— Begin DATA ENTRIES —
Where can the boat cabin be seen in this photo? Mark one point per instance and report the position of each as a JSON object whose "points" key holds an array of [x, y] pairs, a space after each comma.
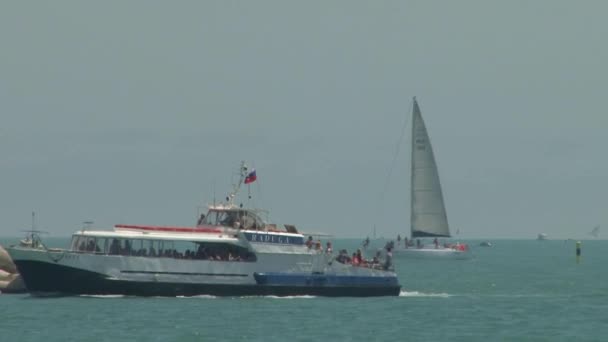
{"points": [[240, 218], [142, 244]]}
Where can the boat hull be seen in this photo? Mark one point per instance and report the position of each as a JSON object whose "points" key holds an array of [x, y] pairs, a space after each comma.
{"points": [[44, 278], [60, 273]]}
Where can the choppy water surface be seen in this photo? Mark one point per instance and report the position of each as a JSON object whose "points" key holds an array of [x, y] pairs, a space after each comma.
{"points": [[516, 290]]}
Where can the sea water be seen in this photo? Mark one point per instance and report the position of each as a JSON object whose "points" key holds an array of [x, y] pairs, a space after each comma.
{"points": [[516, 290]]}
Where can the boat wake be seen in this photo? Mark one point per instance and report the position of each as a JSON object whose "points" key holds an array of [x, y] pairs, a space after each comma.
{"points": [[103, 296], [422, 294], [198, 296]]}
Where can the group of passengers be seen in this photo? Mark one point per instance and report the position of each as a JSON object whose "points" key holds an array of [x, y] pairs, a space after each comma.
{"points": [[202, 252], [318, 246], [357, 259]]}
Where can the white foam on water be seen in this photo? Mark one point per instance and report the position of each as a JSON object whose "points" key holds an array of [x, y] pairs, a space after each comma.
{"points": [[292, 297], [281, 297], [198, 296], [422, 294], [103, 296]]}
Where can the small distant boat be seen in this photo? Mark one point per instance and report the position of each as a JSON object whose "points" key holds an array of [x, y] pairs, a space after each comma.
{"points": [[428, 218], [595, 232]]}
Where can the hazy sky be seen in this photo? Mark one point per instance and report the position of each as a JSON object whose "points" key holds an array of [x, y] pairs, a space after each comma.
{"points": [[131, 111]]}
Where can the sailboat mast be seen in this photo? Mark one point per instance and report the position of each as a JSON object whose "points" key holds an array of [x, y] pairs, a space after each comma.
{"points": [[413, 137]]}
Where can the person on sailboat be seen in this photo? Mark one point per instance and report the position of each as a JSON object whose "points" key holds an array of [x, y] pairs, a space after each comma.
{"points": [[389, 259], [366, 242]]}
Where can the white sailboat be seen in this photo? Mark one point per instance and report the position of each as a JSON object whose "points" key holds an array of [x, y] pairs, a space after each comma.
{"points": [[428, 218]]}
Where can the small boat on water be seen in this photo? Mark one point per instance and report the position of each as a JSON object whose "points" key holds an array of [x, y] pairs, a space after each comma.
{"points": [[232, 251], [428, 218]]}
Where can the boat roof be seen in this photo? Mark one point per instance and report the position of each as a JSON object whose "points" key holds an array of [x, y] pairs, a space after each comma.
{"points": [[218, 236]]}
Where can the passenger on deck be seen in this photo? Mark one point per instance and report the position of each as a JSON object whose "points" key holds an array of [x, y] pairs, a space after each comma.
{"points": [[360, 257], [91, 246], [115, 247], [319, 246], [200, 220], [328, 249], [309, 242], [355, 260], [389, 259]]}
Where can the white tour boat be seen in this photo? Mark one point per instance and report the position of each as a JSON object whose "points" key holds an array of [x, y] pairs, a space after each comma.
{"points": [[232, 251]]}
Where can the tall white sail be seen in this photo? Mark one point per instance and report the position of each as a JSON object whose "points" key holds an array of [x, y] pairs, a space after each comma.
{"points": [[428, 216]]}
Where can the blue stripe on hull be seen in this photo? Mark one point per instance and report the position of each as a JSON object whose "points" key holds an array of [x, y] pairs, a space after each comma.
{"points": [[43, 277], [308, 279]]}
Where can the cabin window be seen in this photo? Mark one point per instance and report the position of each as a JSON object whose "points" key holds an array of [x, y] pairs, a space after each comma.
{"points": [[115, 247], [211, 218], [92, 245], [78, 243], [106, 243]]}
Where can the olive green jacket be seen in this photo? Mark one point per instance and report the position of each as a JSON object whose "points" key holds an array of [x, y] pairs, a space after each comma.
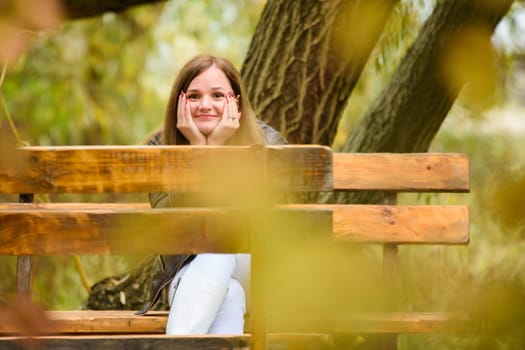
— End DATA ENTRIES —
GOAL:
Locate each line in the data above that contains the string "cabin", matching case exactly, and copy those lines out in full.

TASK RESPONSE:
Where can the boat cabin be seen in this photo? Mark one point per instance and report the position of each as a JSON object whose "points" key holds an array of [x, y] pairs, a space after each comma.
Where can the cabin window be seen in this photo? Mark one point per instance and report the position of each as a JSON object whose "points" key holds an array of [x, y] pairs, a space after each comma.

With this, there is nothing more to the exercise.